Task details:
Turn the lines of the entries into a numbered list, beginning at the start of the entries and going on through the line containing "positive clicks: (517, 277) (652, 661)". Leave out blank lines.

Segmentation mask data
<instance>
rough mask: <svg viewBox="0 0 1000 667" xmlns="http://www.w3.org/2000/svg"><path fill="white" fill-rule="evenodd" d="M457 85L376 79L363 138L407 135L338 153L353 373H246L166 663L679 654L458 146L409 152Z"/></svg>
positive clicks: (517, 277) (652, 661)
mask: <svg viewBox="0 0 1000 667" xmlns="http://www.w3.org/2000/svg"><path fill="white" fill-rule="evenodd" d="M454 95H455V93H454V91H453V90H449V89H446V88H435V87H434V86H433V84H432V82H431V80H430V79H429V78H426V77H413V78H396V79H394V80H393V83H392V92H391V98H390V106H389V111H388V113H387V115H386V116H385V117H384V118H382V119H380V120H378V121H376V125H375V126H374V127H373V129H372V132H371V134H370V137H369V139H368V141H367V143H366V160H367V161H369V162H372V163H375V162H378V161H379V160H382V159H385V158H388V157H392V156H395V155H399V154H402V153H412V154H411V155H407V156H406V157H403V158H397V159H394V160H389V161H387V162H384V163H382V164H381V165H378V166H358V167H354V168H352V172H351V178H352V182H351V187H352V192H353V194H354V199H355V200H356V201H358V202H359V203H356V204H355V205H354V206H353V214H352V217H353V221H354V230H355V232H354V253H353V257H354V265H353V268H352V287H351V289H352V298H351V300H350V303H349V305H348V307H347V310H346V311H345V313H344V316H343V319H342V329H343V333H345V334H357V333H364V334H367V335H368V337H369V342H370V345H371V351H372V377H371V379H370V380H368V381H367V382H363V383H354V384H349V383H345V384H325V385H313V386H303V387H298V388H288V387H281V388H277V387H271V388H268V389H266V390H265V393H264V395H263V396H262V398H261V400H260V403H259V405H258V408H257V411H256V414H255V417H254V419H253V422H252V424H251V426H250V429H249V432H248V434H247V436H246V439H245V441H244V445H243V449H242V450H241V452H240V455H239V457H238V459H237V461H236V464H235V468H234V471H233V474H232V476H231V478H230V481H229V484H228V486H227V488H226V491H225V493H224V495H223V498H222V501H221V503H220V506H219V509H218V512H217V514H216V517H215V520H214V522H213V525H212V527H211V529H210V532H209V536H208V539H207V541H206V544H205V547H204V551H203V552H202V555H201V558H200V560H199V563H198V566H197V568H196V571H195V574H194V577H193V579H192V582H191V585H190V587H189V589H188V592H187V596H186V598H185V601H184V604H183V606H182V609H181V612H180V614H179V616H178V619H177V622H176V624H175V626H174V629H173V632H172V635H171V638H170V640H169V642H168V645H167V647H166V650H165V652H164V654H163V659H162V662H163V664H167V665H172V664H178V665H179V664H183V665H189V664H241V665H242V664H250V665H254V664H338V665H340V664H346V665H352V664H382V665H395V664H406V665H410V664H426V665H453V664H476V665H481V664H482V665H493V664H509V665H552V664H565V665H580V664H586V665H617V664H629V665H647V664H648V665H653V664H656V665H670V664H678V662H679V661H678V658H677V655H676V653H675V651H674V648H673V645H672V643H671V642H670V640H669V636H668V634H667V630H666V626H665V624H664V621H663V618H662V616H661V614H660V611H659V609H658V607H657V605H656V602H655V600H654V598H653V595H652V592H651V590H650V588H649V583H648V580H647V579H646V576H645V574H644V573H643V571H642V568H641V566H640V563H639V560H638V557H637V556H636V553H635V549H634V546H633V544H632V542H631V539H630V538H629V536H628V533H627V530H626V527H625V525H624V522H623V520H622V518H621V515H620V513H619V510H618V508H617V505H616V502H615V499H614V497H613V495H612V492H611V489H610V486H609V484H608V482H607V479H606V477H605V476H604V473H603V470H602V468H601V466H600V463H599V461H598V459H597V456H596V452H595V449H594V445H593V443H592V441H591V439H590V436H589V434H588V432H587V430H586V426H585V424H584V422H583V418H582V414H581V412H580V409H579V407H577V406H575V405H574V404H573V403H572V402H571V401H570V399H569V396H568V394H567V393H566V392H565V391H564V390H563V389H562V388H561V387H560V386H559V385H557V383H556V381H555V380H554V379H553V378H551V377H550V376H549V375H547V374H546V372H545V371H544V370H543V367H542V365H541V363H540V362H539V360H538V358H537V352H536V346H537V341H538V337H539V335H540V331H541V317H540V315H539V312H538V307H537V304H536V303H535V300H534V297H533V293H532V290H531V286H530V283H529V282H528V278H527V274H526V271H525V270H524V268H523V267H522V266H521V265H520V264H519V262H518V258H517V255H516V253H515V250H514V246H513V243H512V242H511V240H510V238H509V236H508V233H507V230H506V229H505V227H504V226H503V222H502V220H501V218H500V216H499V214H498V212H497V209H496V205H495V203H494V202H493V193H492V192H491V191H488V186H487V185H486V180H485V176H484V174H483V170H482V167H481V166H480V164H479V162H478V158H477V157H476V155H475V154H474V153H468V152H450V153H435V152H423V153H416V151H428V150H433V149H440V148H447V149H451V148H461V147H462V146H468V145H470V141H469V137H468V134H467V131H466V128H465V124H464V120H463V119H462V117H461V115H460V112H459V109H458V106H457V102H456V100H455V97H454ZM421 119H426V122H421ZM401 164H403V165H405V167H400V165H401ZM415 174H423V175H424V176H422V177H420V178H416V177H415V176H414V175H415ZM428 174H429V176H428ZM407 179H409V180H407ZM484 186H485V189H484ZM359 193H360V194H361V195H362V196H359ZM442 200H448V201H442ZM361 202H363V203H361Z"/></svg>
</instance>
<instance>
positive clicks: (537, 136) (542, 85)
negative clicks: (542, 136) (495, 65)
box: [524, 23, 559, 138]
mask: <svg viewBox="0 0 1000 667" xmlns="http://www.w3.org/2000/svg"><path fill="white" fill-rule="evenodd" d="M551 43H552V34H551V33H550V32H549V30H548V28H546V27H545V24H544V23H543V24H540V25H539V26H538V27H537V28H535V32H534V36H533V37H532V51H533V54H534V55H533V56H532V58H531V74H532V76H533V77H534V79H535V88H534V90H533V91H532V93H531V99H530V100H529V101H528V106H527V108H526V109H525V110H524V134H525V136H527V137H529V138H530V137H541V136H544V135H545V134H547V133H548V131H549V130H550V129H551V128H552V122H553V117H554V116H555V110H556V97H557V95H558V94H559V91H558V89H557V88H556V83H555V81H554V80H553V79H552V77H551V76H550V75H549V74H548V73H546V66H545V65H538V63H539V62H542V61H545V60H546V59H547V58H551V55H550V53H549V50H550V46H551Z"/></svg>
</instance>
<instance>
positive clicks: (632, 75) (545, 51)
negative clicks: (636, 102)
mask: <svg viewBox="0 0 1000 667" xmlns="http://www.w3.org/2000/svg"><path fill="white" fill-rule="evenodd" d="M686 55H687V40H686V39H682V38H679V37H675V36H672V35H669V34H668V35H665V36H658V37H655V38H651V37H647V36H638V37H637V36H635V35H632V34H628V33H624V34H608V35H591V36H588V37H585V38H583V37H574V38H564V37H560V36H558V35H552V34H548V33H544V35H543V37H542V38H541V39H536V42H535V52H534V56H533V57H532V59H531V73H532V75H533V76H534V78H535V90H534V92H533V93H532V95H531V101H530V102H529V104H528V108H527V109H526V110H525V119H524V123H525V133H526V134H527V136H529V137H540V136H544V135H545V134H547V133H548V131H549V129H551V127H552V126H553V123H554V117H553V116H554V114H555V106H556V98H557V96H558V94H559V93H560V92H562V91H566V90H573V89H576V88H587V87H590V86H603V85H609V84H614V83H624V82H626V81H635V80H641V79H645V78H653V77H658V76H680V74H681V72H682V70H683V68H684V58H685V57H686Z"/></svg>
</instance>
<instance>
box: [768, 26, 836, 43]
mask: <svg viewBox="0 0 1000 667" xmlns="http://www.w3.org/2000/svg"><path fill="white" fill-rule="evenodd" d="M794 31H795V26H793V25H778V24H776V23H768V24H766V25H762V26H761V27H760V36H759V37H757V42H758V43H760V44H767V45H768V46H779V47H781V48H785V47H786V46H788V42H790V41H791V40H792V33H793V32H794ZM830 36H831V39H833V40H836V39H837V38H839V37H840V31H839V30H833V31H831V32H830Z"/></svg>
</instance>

Exercise output:
1. <instance>
2. rough mask: <svg viewBox="0 0 1000 667" xmlns="http://www.w3.org/2000/svg"><path fill="white" fill-rule="evenodd" d="M457 85L376 79L363 138L407 135L338 153L353 373H246L166 663L679 654L458 146L409 152Z"/></svg>
3. positive clicks: (517, 277) (652, 661)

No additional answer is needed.